__SELECTED EXCERPT__.

Angles in cyclic quadrilateral in semi-circle

Given a cyclic quadrilateral ABCD in a semi-circle, (let AD be the diameter),let AB=BC=1. Draw the line DB.

Prove that angle ADB= angle BDC

This was taken as obvious in a solution I read, but it is not at all obvious to me. Help in understanding this result would be appreciated.

Re: Angles in cyclic quadrilateral in semi-circle

Hello, I-Think!

Quote:

$\displaystyle \text{Given a cyclic quadrilateral }ABCD\text{ in a semicircle with diamter AD.}$

$\displaystyle \text{Let }AB = BC = 1.\;\text{ Draw the line segment }DB. $

$\displaystyle \text{Prove that: }\:\angle ADB \,=\, \angle BDC$

Didn't they explain why it is "obvious"?

Angles $\displaystyle ADB$ and $\displaystyle BDC$ are inscribed angles.

. . They are measured by one-half their intercepted arcs.

We are told that chords $\displaystyle AB$ and $\displaystyle BC$ are equal.

. . Hence, their respective arcs are equal: .$\displaystyle \overline{AB} \:=\:\overline{BC} $

Therefore: .$\displaystyle \angle ADB \,=\,\angle BDC$

__RECORDS SHOWN__.
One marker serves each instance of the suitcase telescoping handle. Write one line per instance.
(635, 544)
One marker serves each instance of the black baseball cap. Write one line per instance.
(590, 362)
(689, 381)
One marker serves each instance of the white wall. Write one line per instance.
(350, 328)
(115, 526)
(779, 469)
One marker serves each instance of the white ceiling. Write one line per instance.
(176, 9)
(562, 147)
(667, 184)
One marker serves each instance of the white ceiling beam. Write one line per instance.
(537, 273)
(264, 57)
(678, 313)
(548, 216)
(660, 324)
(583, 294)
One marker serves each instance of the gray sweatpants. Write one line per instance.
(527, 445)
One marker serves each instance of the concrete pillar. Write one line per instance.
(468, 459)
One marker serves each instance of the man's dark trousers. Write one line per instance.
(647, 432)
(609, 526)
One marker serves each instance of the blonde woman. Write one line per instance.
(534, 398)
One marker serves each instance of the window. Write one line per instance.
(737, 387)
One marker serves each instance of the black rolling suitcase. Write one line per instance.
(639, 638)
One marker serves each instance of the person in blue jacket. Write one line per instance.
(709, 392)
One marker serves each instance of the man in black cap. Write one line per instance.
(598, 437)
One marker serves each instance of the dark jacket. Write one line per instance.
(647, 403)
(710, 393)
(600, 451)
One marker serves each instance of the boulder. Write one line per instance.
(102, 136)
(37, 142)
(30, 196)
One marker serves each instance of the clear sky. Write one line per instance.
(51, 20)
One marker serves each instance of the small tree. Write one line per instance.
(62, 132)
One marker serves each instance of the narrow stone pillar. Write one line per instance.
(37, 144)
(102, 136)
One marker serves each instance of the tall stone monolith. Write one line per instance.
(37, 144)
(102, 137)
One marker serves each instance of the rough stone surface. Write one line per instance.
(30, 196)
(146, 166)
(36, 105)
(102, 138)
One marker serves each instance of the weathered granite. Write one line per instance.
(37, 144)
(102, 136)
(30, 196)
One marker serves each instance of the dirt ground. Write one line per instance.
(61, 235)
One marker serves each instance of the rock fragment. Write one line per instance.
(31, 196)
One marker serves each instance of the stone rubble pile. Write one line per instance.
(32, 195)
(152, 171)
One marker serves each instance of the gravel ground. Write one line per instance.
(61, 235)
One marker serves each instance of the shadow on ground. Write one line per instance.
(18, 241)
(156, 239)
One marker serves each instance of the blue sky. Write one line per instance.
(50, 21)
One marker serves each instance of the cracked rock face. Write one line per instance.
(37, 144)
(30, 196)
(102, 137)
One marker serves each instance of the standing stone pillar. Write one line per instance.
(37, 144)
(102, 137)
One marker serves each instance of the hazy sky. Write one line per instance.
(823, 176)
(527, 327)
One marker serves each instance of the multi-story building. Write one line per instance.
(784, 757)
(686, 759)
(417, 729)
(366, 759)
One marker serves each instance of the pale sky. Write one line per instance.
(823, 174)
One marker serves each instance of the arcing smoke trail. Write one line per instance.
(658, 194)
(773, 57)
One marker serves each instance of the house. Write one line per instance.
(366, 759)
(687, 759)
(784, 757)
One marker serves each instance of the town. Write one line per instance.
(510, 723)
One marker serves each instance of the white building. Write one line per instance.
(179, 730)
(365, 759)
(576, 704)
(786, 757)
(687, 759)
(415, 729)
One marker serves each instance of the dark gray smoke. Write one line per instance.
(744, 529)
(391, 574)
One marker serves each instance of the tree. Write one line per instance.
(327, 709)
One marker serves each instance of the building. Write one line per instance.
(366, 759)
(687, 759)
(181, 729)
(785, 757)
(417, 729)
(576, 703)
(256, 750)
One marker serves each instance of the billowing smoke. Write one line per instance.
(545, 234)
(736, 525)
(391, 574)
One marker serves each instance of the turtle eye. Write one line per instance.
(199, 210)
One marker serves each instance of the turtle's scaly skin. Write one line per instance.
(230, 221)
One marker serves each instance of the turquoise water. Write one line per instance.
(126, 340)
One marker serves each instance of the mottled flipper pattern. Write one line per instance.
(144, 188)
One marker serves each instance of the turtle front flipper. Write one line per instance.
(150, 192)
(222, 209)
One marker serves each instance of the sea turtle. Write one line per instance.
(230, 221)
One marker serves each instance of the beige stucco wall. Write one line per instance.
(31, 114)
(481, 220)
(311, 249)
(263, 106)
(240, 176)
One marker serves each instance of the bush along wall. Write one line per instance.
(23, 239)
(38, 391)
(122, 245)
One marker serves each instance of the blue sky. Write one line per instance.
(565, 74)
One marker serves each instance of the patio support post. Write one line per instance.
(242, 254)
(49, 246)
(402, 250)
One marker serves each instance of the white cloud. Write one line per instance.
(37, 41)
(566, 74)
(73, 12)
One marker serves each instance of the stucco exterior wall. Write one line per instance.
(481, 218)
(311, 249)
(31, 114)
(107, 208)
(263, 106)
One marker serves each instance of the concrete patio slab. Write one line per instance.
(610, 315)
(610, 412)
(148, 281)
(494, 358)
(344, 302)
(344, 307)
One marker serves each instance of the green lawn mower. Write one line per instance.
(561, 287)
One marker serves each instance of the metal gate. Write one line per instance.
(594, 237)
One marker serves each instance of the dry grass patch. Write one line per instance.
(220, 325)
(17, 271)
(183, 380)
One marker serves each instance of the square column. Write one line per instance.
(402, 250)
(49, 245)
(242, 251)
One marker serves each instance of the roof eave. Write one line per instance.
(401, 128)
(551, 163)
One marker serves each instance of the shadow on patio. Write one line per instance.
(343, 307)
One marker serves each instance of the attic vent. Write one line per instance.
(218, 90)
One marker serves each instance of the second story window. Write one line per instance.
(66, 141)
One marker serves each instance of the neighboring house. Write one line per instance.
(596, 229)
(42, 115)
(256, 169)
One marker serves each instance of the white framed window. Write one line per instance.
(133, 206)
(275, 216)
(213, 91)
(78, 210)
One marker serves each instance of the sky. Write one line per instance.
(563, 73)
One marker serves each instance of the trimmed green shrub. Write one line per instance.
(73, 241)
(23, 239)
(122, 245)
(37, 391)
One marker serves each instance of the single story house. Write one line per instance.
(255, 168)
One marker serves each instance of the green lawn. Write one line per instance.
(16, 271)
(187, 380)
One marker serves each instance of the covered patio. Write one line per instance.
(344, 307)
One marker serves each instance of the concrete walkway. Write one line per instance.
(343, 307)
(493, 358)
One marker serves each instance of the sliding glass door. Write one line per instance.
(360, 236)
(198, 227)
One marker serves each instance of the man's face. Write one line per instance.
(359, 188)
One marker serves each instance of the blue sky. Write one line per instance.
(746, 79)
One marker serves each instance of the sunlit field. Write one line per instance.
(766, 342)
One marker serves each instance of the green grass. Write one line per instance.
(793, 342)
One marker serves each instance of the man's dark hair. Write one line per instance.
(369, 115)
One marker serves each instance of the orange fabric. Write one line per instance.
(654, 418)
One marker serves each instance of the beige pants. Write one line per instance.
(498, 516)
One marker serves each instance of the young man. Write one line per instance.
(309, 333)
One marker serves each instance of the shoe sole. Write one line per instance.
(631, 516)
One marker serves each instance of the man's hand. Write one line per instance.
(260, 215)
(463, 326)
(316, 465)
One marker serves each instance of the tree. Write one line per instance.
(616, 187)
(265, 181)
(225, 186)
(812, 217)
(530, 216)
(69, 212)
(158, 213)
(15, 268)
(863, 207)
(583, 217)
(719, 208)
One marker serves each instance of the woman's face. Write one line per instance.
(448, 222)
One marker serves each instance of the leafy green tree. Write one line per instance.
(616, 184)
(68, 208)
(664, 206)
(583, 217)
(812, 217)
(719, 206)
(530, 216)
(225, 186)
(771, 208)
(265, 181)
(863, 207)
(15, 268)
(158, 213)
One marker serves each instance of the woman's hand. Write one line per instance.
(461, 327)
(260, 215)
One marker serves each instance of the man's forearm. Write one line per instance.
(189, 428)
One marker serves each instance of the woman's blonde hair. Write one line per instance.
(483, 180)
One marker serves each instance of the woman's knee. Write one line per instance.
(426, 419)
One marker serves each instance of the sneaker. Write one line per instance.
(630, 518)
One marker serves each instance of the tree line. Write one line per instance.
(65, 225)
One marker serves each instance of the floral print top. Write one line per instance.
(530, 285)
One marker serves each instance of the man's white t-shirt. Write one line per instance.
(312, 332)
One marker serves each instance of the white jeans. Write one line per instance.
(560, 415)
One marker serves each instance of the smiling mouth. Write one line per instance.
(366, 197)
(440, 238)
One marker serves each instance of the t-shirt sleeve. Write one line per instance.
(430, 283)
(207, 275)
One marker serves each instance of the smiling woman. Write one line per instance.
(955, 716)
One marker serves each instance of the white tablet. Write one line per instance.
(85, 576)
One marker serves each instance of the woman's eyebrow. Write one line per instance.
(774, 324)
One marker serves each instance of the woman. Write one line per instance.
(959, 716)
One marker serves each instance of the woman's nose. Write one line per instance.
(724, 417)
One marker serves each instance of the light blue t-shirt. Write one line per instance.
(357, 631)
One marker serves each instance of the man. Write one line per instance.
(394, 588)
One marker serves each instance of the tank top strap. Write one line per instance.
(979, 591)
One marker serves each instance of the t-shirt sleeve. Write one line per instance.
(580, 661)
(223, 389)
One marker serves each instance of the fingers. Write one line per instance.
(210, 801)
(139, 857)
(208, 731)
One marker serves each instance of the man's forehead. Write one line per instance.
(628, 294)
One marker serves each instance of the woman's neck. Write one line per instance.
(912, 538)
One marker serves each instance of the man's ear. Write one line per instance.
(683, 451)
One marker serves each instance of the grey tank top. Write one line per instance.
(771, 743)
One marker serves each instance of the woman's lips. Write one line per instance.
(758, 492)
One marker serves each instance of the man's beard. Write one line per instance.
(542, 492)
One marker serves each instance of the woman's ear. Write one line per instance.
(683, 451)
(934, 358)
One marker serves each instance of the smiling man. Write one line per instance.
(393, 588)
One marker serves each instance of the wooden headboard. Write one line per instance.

__GOAL 1__.
Answer these about the cyclic quadrilateral thread:
(a) Which segment is the diameter of the semicircle?
(b) What length is given for AB and BC?
(c) According to the reply, what are inscribed angles measured by?
__GOAL 2__. Please duplicate the cyclic quadrilateral thread from "Didn't they explain" up to and including "their intercepted arcs.".

__TASK OUTPUT 1__.
(a) AD
(b) 1
(c) One-half their intercepted arcs

__TASK OUTPUT 2__.
Didn't they explain why it is "obvious"?

Angles $\displaystyle ADB$ and $\displaystyle BDC$ are inscribed angles.

. . They are measured by one-half their intercepted arcs.